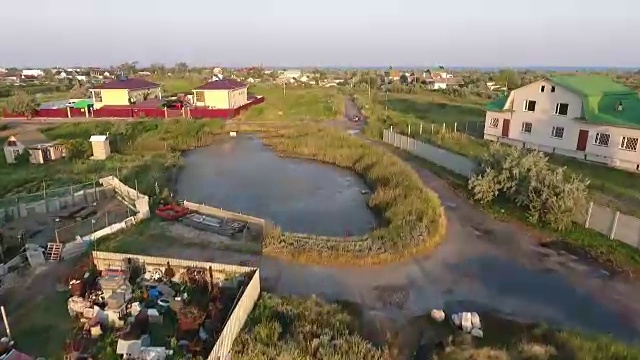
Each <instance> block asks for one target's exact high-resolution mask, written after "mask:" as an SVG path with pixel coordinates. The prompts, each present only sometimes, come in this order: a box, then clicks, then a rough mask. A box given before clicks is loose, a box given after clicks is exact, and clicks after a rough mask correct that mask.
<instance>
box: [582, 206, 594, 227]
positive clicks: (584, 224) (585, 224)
mask: <svg viewBox="0 0 640 360" xmlns="http://www.w3.org/2000/svg"><path fill="white" fill-rule="evenodd" d="M592 211H593V201H591V202H590V203H589V208H588V209H587V218H586V219H585V221H584V227H585V228H587V229H588V228H589V221H591V212H592Z"/></svg>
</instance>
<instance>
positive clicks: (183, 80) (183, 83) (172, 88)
mask: <svg viewBox="0 0 640 360" xmlns="http://www.w3.org/2000/svg"><path fill="white" fill-rule="evenodd" d="M208 79H209V78H208V77H206V76H202V75H189V76H183V77H182V76H177V77H168V76H163V77H152V78H151V79H150V80H151V81H153V82H156V83H158V84H162V90H163V92H164V93H165V94H176V93H184V92H188V91H192V90H193V89H194V88H196V87H198V86H200V85H203V84H205V83H206V82H207V81H208Z"/></svg>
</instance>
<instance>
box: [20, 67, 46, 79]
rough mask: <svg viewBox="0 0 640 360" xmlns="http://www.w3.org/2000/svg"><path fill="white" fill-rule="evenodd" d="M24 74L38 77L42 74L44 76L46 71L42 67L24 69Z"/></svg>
mask: <svg viewBox="0 0 640 360" xmlns="http://www.w3.org/2000/svg"><path fill="white" fill-rule="evenodd" d="M21 74H22V76H23V77H27V78H37V77H40V76H44V71H42V70H40V69H25V70H22V73H21Z"/></svg>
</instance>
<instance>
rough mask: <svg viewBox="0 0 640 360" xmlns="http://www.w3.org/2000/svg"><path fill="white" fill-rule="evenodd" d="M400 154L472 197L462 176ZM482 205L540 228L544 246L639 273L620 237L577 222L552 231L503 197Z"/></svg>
mask: <svg viewBox="0 0 640 360" xmlns="http://www.w3.org/2000/svg"><path fill="white" fill-rule="evenodd" d="M402 156H403V157H407V158H409V159H411V161H413V162H416V163H418V164H420V166H424V167H425V168H427V169H429V170H430V171H432V172H433V173H434V174H436V175H437V176H438V177H440V178H441V179H443V180H445V181H447V183H449V184H450V185H451V186H452V187H453V188H454V189H455V190H456V191H457V192H458V193H459V194H460V195H462V196H464V197H466V198H467V199H469V200H470V201H472V200H471V199H472V197H471V194H470V192H469V190H468V188H467V178H466V177H464V176H461V175H458V174H455V173H453V172H451V171H450V170H448V169H446V168H444V167H441V166H438V165H436V164H433V163H431V162H429V161H426V160H424V159H422V158H419V157H417V156H414V155H411V154H408V153H404V154H403V155H402ZM482 209H483V210H485V211H486V212H488V213H489V214H491V215H492V216H493V217H495V218H497V219H500V220H507V221H513V220H516V221H518V222H521V223H524V224H526V225H528V226H531V227H532V228H535V229H537V230H538V231H541V232H542V233H543V234H544V235H545V237H546V238H548V239H550V241H549V242H548V243H546V245H547V246H550V247H552V248H555V249H557V250H564V251H567V252H569V253H571V254H575V255H577V256H580V257H581V258H583V259H587V260H593V261H595V262H597V263H599V264H600V265H602V266H604V267H605V268H606V269H607V270H608V271H613V272H617V273H620V272H622V273H627V274H628V273H631V274H640V251H639V250H638V249H637V248H635V247H633V246H630V245H628V244H626V243H624V242H622V241H617V240H611V239H609V238H608V237H607V236H605V235H603V234H601V233H599V232H597V231H595V230H591V229H587V228H584V227H583V226H580V225H578V224H573V226H571V227H570V228H569V229H567V230H565V231H556V230H553V229H551V228H549V227H543V226H540V225H538V224H532V223H531V222H529V221H528V220H527V216H526V214H525V212H524V211H523V210H522V209H521V208H519V207H517V206H516V205H515V204H513V203H510V202H508V201H504V200H497V201H495V202H492V203H490V204H487V205H485V206H483V207H482Z"/></svg>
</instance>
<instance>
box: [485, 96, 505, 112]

» **WORK TASK**: Could you copy out every record exactly, minus the pictures?

» **ANSWER BOX**:
Each <instance> block asks for one target's exact high-resolution mask, written after "mask:" as an SVG path with pixel coordinates. The prompts, each present only sometimes, come in this order: a box, then clicks, then a rough mask. A box given before clicks is loose, a box given after clicks is exact, and clicks after a rough mask correct that mask.
<instance>
box: [582, 206, 594, 227]
positive clicks: (584, 224) (585, 224)
mask: <svg viewBox="0 0 640 360" xmlns="http://www.w3.org/2000/svg"><path fill="white" fill-rule="evenodd" d="M592 211H593V201H591V202H590V203H589V208H588V209H587V218H586V219H585V221H584V227H585V228H587V229H588V228H589V221H591V212H592Z"/></svg>
</instance>
<instance>
positive clicks: (183, 80) (183, 83) (172, 88)
mask: <svg viewBox="0 0 640 360" xmlns="http://www.w3.org/2000/svg"><path fill="white" fill-rule="evenodd" d="M208 79H209V78H208V77H206V76H202V75H189V76H183V77H182V76H177V77H168V76H163V77H152V78H151V79H150V80H151V81H153V82H156V83H158V84H162V90H163V92H164V93H165V94H176V93H184V92H188V91H192V90H193V89H194V88H196V87H198V86H200V85H203V84H205V83H206V82H207V81H208Z"/></svg>
</instance>
<instance>
box: [20, 67, 46, 79]
rough mask: <svg viewBox="0 0 640 360" xmlns="http://www.w3.org/2000/svg"><path fill="white" fill-rule="evenodd" d="M24 74L38 77L42 74L44 76L46 71L42 67L24 69Z"/></svg>
mask: <svg viewBox="0 0 640 360" xmlns="http://www.w3.org/2000/svg"><path fill="white" fill-rule="evenodd" d="M21 74H22V76H23V77H27V78H37V77H40V76H44V71H42V70H40V69H25V70H22V73H21Z"/></svg>
</instance>
<instance>
rough mask: <svg viewBox="0 0 640 360" xmlns="http://www.w3.org/2000/svg"><path fill="white" fill-rule="evenodd" d="M400 154L472 197L462 176ZM482 205L540 228L544 246L639 273L620 237L577 222L552 231L503 197Z"/></svg>
mask: <svg viewBox="0 0 640 360" xmlns="http://www.w3.org/2000/svg"><path fill="white" fill-rule="evenodd" d="M402 156H403V157H407V158H409V159H411V161H413V162H416V163H418V164H420V166H424V167H425V168H427V169H429V170H430V171H432V172H433V173H434V174H436V175H437V176H438V177H440V178H441V179H443V180H445V181H447V183H449V184H450V185H451V186H452V187H453V188H454V189H455V190H456V191H457V192H458V193H459V194H460V195H462V196H464V197H466V198H467V199H469V200H470V201H472V200H471V199H472V197H471V194H470V192H469V190H468V188H467V178H466V177H464V176H461V175H458V174H455V173H453V172H451V171H450V170H448V169H446V168H444V167H441V166H438V165H436V164H433V163H431V162H429V161H426V160H424V159H422V158H419V157H417V156H414V155H411V154H408V153H404V154H403V155H402ZM482 209H483V210H485V211H486V212H488V213H489V214H491V215H492V216H493V217H495V218H497V219H500V220H507V221H513V220H516V221H518V222H521V223H524V224H526V225H528V226H531V227H532V228H535V229H537V230H538V231H541V232H542V233H543V234H544V235H545V237H546V238H548V239H550V241H549V242H548V243H546V245H547V246H550V247H552V248H555V249H557V250H564V251H567V252H569V253H571V254H575V255H577V256H580V257H581V258H583V259H587V260H593V261H595V262H597V263H599V264H600V265H602V266H604V267H605V268H606V269H607V270H608V271H613V272H617V273H620V272H622V273H627V274H628V273H631V274H640V251H639V250H638V249H637V248H635V247H633V246H630V245H628V244H626V243H624V242H622V241H617V240H611V239H609V238H608V237H607V236H605V235H603V234H601V233H599V232H597V231H595V230H591V229H587V228H584V227H583V226H580V225H578V224H573V226H571V227H570V228H569V229H567V230H565V231H556V230H553V229H551V228H549V227H543V226H540V225H538V224H532V223H531V222H529V221H528V220H527V216H526V214H525V212H524V211H523V210H522V209H521V208H519V207H517V206H516V205H515V204H513V203H510V202H508V201H504V200H497V201H495V202H492V203H490V204H487V205H485V206H483V207H482Z"/></svg>
</instance>
<instance>
box: [485, 96, 505, 112]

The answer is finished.